▶ **Instructions for the task**: Write out the lines as a numbered list, starting at the line that contains "floor and put a dot on each instance?" and ending at the last line, and omit any blank lines.

▶ **Dataset records**:
----------
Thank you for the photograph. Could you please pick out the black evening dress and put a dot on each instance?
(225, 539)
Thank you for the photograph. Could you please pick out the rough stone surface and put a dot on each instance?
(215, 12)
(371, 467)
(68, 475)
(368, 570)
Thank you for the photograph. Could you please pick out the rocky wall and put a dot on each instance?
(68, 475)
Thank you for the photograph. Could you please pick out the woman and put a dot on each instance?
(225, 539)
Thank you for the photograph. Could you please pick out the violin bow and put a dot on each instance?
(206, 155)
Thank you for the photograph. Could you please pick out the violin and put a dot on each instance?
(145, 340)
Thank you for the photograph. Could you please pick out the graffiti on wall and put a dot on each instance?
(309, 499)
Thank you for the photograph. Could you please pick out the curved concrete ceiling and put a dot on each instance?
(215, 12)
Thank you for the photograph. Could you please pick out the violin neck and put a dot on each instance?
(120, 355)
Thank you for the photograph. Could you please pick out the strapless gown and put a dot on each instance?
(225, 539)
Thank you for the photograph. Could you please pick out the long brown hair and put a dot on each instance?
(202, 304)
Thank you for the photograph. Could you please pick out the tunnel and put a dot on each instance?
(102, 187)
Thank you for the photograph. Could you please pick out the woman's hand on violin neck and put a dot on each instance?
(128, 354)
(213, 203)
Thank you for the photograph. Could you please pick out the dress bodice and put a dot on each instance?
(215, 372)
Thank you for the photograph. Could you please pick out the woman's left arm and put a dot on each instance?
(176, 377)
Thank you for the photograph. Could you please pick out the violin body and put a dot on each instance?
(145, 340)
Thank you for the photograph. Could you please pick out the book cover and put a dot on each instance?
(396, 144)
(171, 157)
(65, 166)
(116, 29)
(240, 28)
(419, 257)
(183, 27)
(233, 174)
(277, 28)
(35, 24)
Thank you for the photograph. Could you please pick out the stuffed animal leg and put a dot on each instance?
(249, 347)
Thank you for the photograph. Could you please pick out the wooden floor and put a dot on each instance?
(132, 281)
----------
▶ **Output below**:
1. Thank you for the photograph. Could you please pick out the wooden floor and put a dot on each instance?
2. (132, 281)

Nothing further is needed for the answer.